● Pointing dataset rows

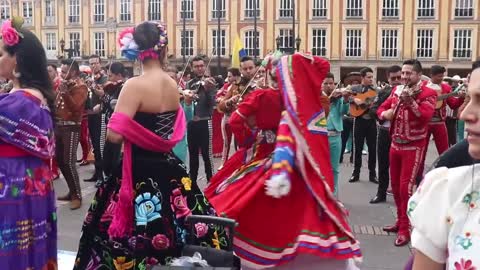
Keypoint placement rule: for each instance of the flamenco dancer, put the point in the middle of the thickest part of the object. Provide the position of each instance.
(139, 221)
(257, 190)
(27, 200)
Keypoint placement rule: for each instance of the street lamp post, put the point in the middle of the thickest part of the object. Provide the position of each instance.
(184, 38)
(298, 40)
(292, 39)
(218, 36)
(255, 37)
(279, 41)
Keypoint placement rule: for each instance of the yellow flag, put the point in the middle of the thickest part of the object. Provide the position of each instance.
(237, 52)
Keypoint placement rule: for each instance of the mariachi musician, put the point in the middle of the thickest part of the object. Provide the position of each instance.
(199, 132)
(116, 79)
(238, 90)
(364, 128)
(95, 124)
(69, 103)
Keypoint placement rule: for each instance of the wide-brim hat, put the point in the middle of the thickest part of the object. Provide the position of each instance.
(351, 77)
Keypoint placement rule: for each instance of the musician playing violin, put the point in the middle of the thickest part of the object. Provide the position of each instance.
(248, 70)
(70, 103)
(93, 107)
(116, 78)
(409, 109)
(437, 126)
(203, 89)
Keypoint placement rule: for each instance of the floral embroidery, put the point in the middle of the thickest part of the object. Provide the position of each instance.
(464, 242)
(179, 204)
(160, 241)
(187, 183)
(122, 264)
(471, 199)
(147, 208)
(464, 265)
(201, 229)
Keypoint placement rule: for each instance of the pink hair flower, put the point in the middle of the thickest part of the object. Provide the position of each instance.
(10, 36)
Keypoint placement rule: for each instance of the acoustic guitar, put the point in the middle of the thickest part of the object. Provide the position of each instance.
(368, 98)
(441, 98)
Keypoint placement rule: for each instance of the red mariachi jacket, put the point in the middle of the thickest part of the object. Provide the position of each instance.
(454, 103)
(410, 122)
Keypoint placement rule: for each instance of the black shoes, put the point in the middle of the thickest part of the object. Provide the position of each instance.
(354, 178)
(373, 179)
(378, 199)
(95, 178)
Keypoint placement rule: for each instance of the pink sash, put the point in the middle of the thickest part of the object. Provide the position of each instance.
(134, 133)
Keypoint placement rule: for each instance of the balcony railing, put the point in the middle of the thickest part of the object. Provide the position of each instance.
(215, 14)
(250, 13)
(354, 13)
(463, 13)
(462, 54)
(50, 20)
(28, 21)
(319, 13)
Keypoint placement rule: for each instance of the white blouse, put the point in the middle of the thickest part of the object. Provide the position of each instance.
(445, 216)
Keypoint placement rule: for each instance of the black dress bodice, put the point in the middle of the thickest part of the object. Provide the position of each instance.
(159, 123)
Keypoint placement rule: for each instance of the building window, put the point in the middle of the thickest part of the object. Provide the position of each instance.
(354, 8)
(462, 44)
(464, 8)
(99, 43)
(154, 10)
(286, 39)
(286, 8)
(51, 39)
(49, 11)
(27, 8)
(74, 38)
(4, 10)
(99, 11)
(187, 47)
(74, 11)
(216, 9)
(426, 9)
(425, 43)
(390, 43)
(354, 43)
(319, 8)
(319, 47)
(252, 48)
(223, 41)
(250, 7)
(187, 10)
(390, 9)
(125, 10)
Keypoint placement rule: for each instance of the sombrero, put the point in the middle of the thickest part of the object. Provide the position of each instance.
(352, 76)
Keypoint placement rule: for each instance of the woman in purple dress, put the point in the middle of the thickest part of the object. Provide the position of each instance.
(28, 232)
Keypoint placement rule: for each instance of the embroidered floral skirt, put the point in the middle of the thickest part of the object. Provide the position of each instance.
(164, 197)
(28, 224)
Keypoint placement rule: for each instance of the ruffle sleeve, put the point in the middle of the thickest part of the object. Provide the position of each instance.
(428, 212)
(26, 124)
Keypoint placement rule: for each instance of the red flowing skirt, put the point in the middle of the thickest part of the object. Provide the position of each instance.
(274, 231)
(217, 138)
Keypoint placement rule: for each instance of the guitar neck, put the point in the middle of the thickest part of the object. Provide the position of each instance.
(445, 96)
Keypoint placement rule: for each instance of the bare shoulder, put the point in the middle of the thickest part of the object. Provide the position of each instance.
(36, 93)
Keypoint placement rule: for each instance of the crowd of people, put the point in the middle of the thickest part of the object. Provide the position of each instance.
(282, 127)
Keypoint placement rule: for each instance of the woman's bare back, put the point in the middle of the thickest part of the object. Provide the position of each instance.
(158, 92)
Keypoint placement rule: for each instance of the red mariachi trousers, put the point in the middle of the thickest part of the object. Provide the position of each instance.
(84, 139)
(405, 161)
(440, 136)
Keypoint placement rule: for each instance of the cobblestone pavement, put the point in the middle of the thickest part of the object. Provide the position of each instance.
(366, 219)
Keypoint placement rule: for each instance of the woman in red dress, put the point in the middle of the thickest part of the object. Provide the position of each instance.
(278, 186)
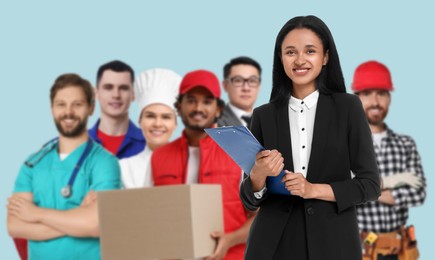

● To be done
Can you output, word for word, the stretch of the rows that opens with the line containing "Keypoint placement rule: for each instance of the woman in red" and runs through the end of the rows, leaving the pictures out?

● Full output
Keypoint placement rule: for each instance of the woman in red dress, put the point in the middle of the thickest part of the object. Provide the position of each instance.
(278, 186)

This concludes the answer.